**할 일**
아래 기록 전체에서 "Target"라는 표현을 모두 "Label"(으)로 바꾸고 나머지는 그대로 둔 채 다시 옮겨 적어 줄 수 있나요?

+++ 제공된 자료 +++

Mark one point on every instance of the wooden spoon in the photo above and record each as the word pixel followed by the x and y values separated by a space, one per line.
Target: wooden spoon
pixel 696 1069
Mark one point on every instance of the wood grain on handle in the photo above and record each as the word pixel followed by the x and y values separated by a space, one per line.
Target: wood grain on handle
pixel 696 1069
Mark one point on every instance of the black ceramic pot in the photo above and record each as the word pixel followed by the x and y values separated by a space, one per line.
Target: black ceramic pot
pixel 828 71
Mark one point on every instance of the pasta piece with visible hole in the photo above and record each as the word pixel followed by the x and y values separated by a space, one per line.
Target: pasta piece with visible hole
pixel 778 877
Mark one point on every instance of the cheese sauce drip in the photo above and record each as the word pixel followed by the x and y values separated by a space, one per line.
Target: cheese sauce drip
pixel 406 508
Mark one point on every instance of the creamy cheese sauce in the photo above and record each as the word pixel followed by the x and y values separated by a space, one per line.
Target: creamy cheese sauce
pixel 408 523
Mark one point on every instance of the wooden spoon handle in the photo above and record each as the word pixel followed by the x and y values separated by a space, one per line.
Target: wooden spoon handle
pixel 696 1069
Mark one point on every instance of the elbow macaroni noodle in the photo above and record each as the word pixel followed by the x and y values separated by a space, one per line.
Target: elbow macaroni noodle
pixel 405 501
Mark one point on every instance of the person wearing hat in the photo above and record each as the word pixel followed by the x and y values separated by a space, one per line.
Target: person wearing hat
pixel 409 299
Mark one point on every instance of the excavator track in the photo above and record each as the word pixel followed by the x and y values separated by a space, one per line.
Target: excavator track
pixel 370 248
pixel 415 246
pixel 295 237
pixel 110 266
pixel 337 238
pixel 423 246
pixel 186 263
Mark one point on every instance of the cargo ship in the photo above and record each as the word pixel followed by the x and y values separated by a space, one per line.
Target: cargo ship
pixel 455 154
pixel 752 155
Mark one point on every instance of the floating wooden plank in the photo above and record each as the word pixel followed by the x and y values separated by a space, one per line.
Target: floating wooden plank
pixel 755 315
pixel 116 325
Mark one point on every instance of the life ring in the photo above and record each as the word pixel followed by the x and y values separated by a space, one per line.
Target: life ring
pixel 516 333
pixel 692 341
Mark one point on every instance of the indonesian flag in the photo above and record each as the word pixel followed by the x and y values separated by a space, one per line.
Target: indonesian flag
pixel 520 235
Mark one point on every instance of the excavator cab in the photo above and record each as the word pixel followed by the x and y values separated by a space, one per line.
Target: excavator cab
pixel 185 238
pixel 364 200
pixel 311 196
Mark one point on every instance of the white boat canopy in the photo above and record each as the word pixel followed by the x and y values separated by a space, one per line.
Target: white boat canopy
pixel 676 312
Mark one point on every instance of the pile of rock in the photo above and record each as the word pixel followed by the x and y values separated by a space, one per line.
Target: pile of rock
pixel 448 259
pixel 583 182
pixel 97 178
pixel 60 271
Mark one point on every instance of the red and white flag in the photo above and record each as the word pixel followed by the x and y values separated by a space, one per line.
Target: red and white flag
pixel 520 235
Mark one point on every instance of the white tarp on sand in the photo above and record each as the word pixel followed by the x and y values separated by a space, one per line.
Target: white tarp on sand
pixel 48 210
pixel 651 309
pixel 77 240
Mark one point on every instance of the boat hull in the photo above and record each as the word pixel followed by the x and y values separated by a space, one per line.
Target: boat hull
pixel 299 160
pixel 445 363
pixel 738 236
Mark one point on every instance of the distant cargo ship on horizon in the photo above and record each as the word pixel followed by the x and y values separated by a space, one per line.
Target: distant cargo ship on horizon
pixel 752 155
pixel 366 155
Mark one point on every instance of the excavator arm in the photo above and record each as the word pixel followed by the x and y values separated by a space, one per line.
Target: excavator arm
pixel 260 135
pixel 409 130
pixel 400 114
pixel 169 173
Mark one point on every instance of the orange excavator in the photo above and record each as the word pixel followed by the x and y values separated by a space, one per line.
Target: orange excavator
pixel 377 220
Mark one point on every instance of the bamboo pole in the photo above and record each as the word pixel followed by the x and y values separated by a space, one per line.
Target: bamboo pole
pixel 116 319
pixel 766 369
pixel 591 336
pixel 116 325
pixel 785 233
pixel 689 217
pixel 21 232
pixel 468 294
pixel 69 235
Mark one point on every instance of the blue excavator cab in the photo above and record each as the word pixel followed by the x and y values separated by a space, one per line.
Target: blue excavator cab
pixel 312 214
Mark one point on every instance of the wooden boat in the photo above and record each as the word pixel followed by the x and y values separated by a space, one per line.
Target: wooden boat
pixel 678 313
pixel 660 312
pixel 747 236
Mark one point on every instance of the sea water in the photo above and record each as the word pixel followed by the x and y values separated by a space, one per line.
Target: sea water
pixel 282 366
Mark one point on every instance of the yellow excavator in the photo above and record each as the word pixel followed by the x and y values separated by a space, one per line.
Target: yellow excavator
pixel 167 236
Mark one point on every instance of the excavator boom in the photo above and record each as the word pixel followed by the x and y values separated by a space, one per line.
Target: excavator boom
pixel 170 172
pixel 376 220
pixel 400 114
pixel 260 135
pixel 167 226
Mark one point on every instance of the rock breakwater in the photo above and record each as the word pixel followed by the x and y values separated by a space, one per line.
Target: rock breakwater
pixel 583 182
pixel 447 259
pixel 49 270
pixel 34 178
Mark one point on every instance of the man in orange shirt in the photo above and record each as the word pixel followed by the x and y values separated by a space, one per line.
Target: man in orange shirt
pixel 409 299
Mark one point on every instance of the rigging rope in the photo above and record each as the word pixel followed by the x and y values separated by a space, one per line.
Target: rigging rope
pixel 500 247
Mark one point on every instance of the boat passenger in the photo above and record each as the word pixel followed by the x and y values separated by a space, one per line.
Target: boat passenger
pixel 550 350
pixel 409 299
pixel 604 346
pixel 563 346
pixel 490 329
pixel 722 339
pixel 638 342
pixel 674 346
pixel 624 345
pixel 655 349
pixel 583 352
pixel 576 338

+++

**작성한 답**
Mark one point on every instance of the wooden spoon in the photo above and record each as the word pixel followed by the x and y values separated by a space, one per line.
Label: wooden spoon
pixel 696 1069
Mark one point on every instance of the wood grain on handle in the photo above and record each as the word pixel followed by the x and y values separated by a space, one per line.
Label: wood grain on handle
pixel 696 1069
Mark one point on every instance of the black ceramic pot in the photo above and record each as the word pixel followed by the x and y values separated by a space, one per line.
Label: black ceramic pot
pixel 828 71
Mark one point on every instance of the pasta piece with visible hole in the photo above and record each as the word pixel followed by the x and y values separated by a space, one per line.
Label: pasta piece with visible hole
pixel 778 877
Mark one point on every instance of the cheese sauce drip in the photo above and record each as the word pixel followed by the x and y values separated by a space, one per line.
Label: cheese sauce drip
pixel 406 508
Mark one point on every instance of the creamy cheese sauce in the photo above and record each as the word pixel followed by the x and y values separated by a space, one per line.
Label: creamy cheese sauce
pixel 408 523
Mark one point on every instance of the wooden spoon handle in the photo above and record each as the word pixel followed by the x and y values separated by a space, one per line.
Label: wooden spoon handle
pixel 696 1069
Mark one point on every instance of the elbow macaroni noodle in the photo above and record each as the word pixel followed by the x and y values separated by a space, one per line.
Label: elbow macaroni noodle
pixel 405 501
Mark one point on every instance of the person wearing hat in the photo above and record each as the word pixel followed by the x and y values separated by a space, one per line.
Label: person wearing hat
pixel 409 299
Mark one point on every instance of the excavator track in the photo above and record each as the word pixel followed by the x and y values separated by a space, one per line.
Label: excavator track
pixel 370 248
pixel 415 246
pixel 295 237
pixel 110 266
pixel 337 238
pixel 423 246
pixel 186 263
Mark one point on every instance of the cargo ship in the photo above and record each as the word pixel followed by the x and y values separated by a space, one per line.
Label: cargo ship
pixel 455 154
pixel 752 155
Mark one point on every instance of the floating wooden plank in the photo above and record each as the word pixel followed by the x and y values separated by a space, one per line.
Label: floating wooden plank
pixel 755 315
pixel 116 325
Mark one point on every instance of the life ring in the photo above and record each as the word pixel followed by the x and y values separated by a space, one per line.
Label: life ring
pixel 516 333
pixel 692 341
Mark one point on every instance of the indonesian flag in the photo above and record each as the word pixel followed by the x and y values separated by a space, one per line.
Label: indonesian flag
pixel 520 235
Mark one point on every instance of the excavator cab in the photo above and record each as the word pixel followed by the x and y values separated by a space, one per line.
Label: excavator cab
pixel 185 238
pixel 364 200
pixel 311 196
Mark one point on every instance of the white boat canopy in the photo above and record each as the word pixel followed by the x and y values separated by a space, one per line.
Label: white boat canopy
pixel 676 312
Mark one point on every instance of the pile of rock in the photo above and record each as the word pixel followed by the x and y values separated by a space, one per line.
Label: pile of rock
pixel 448 259
pixel 583 182
pixel 97 178
pixel 60 271
Mark one point on every instance of the red and white flag in the photo above and record each as the word pixel followed by the x and y values separated by a space, one per line.
Label: red and white flag
pixel 520 235
Mark one point on every instance of the white tarp on sand in the photo above and record each as the word pixel followed by the x and y values separated by a space, one per line.
Label: white tarp on sand
pixel 48 210
pixel 651 309
pixel 77 240
Mark one point on every instance of the boat hull in the photo above and record each as the word pixel followed by the x and y values separated by a space, one per line.
Label: boat hull
pixel 299 160
pixel 445 363
pixel 738 236
Mark one point on every instance of the distant cargo ship on horizon in the photo above and record each as the word pixel followed by the x and y values separated by a space, one per line.
Label: distant cargo ship on horizon
pixel 752 155
pixel 366 155
Mark one point on every instance of the excavator arm in the photo above and record each as the word pixel followed by the x and y values separated by a space, one per line.
Label: excavator arm
pixel 260 135
pixel 409 130
pixel 400 114
pixel 169 173
Mark one point on every instance of the orange excavator in the photo above and record each as the word pixel followed by the x and y values separated by a space, one per line.
Label: orange excavator
pixel 377 220
Mark one point on every instance of the bamboo pole in the photo above and record each as the word pixel followed by the x and y values separated by a space, one per line.
Label: bamboo pole
pixel 116 319
pixel 766 369
pixel 591 336
pixel 116 325
pixel 785 233
pixel 689 217
pixel 21 232
pixel 468 294
pixel 69 235
Mark one point on every instance of the blue excavator cab in the photo above and record each as the word pixel followed by the x and y values separated by a space, one per line.
Label: blue excavator cab
pixel 312 214
Mark one point on every instance of the wooden boat in the photo above and record each as the word pixel followed by the x and y values separated by a space, one per line.
Label: wooden boat
pixel 678 313
pixel 660 312
pixel 747 236
Mark one point on every instance of the sea water in the photo above and record each as the word pixel followed by the x and y values separated by a space, one per line.
Label: sea water
pixel 282 366
Mark one point on every instance of the yellow excavator in the photo above and record each as the word pixel followed by the x and y values separated by a space, one per line.
Label: yellow excavator
pixel 167 236
Mark one point on every instance of the excavator boom in the photo above and record each as the word pixel followed by the x and y values separated by a space, one per line.
Label: excavator boom
pixel 170 172
pixel 376 220
pixel 400 114
pixel 260 135
pixel 167 226
Mark one point on every instance of the rock breakwater in the photo above and record each as the word pixel followed by the x and y values separated by a space, one per line.
Label: rock breakwater
pixel 583 182
pixel 447 259
pixel 49 270
pixel 34 178
Mark one point on every instance of the man in orange shirt in the photo above and record each as the word pixel followed by the x and y values separated by a space, one per line.
Label: man in orange shirt
pixel 409 299
Mark one point on every instance of the rigging rope in the photo above and record each as the word pixel followed by the x and y values separated by a space, one per line.
Label: rigging rope
pixel 500 247
Mark one point on every instance of the boat passenger in the photo above and record each as the word pixel followed by the x and y values separated by a space, one per line.
Label: boat passenger
pixel 550 350
pixel 409 299
pixel 604 346
pixel 563 346
pixel 490 329
pixel 722 339
pixel 638 342
pixel 674 346
pixel 624 345
pixel 655 349
pixel 583 352
pixel 576 338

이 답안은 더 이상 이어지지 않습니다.